-- DESCRIPTION OF THE TASK --
From the line containing "Query: mountain slope" to the final line of the material below, copy each line exactly, including both endpoints, and leave out all other lines.
Content starts
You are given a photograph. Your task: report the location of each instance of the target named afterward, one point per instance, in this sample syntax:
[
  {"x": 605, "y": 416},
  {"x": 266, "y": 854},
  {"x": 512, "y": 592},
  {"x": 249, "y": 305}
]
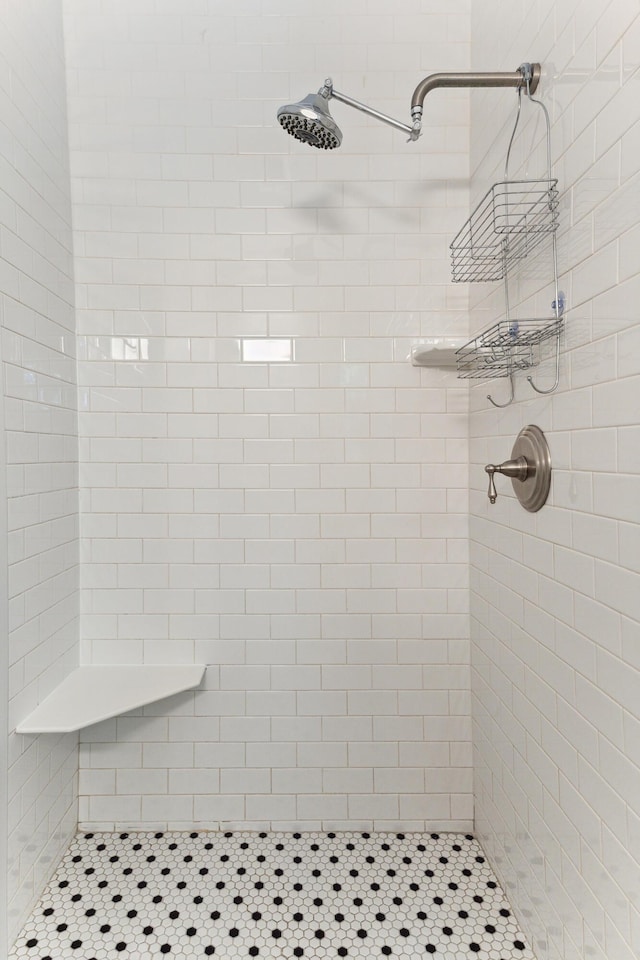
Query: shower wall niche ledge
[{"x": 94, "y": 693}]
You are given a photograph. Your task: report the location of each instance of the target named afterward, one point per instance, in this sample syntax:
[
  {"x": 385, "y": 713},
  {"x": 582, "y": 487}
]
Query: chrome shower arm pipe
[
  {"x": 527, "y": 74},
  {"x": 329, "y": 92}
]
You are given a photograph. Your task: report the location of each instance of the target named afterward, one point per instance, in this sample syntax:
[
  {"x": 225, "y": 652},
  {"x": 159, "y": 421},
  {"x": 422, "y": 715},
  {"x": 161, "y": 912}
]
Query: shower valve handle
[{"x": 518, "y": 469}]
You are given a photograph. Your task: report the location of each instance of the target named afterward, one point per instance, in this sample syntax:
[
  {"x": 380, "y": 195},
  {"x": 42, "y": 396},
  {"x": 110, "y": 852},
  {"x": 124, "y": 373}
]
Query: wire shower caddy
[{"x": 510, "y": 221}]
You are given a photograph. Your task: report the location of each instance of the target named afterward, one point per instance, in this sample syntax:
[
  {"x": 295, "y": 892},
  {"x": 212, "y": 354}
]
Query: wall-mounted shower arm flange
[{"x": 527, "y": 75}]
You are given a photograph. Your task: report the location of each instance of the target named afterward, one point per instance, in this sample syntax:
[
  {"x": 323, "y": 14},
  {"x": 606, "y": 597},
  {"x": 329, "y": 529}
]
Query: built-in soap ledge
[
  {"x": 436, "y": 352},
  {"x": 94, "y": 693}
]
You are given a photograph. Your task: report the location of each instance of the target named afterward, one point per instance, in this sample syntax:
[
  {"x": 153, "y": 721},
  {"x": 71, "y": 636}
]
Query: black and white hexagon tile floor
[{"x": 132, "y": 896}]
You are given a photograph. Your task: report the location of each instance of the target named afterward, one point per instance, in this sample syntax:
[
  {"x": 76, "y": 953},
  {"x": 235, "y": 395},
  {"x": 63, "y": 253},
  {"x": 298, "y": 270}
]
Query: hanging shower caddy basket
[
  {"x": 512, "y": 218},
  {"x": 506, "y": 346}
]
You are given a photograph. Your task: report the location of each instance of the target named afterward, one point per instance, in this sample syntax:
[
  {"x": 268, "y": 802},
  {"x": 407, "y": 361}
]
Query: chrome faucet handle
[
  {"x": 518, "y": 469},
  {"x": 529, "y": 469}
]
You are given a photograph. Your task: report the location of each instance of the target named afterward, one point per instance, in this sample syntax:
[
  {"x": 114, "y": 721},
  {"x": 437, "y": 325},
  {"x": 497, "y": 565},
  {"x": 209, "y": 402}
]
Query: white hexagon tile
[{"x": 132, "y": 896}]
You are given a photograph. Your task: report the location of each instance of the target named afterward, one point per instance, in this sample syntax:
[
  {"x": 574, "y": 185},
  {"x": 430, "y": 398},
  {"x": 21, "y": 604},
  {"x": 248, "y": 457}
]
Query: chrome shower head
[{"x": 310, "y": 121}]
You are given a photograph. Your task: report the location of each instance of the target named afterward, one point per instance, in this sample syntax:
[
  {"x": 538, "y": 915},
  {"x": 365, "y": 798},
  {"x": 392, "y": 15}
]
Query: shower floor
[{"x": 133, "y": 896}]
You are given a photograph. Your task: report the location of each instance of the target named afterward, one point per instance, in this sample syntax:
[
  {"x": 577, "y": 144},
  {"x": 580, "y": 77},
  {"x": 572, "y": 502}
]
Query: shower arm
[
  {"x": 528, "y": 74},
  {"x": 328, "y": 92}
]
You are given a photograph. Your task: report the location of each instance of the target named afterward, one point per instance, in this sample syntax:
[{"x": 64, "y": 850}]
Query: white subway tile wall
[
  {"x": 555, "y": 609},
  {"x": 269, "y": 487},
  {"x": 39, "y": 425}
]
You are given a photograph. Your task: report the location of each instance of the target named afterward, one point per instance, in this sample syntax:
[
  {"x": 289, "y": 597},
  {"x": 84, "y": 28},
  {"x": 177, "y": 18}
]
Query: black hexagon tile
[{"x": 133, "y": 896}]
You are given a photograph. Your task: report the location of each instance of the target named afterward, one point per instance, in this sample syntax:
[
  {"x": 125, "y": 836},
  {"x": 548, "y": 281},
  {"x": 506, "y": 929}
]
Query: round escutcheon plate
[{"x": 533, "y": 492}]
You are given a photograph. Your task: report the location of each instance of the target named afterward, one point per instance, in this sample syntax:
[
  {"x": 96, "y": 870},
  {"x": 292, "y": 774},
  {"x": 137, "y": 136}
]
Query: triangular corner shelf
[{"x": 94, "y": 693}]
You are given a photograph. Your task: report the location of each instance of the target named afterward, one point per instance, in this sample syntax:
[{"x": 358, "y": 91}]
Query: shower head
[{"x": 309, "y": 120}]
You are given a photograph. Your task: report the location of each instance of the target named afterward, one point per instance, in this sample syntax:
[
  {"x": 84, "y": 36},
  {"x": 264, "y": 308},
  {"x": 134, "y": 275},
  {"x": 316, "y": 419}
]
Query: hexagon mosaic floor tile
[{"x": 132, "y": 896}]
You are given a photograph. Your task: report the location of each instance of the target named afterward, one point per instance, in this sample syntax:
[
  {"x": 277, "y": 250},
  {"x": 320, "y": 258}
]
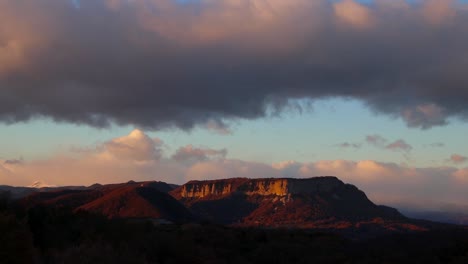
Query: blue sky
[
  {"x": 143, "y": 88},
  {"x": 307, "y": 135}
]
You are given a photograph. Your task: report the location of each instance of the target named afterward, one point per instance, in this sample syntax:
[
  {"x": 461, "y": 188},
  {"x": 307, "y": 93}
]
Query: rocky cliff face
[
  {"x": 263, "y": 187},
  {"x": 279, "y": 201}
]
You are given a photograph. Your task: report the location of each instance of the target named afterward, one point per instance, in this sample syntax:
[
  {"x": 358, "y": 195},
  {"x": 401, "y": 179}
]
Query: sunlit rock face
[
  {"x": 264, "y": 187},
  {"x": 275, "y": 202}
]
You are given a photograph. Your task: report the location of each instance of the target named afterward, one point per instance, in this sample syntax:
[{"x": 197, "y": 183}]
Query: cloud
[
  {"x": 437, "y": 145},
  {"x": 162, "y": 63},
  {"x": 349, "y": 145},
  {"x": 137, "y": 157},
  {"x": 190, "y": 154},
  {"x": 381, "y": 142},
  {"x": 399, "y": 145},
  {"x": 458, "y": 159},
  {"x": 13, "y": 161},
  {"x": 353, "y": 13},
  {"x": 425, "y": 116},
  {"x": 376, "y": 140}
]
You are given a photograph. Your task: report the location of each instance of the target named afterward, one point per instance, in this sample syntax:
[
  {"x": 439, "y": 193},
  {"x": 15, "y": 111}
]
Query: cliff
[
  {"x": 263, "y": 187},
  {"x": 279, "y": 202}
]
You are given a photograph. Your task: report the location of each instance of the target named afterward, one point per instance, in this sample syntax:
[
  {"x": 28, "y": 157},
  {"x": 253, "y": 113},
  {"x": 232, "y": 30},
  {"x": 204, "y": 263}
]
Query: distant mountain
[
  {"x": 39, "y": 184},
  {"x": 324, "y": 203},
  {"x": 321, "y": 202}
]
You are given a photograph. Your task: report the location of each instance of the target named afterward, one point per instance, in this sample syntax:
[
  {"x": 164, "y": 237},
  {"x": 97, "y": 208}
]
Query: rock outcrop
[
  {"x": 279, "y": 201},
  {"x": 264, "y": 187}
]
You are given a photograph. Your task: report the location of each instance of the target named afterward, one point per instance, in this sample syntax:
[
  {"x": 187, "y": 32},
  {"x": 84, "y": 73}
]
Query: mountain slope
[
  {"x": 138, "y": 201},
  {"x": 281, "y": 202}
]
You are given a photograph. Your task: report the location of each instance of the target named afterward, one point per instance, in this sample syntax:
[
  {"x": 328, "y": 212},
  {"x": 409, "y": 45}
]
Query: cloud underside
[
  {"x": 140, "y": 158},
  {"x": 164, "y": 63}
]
Content ends
-- ANSWER --
Query: mountain slope
[
  {"x": 138, "y": 201},
  {"x": 281, "y": 202}
]
You are given a photograph. Your task: report the location of each instance of the target named afterward, one point per instance, in this sample syntax:
[
  {"x": 328, "y": 212},
  {"x": 409, "y": 45}
]
Query: cloud underside
[
  {"x": 140, "y": 158},
  {"x": 164, "y": 63}
]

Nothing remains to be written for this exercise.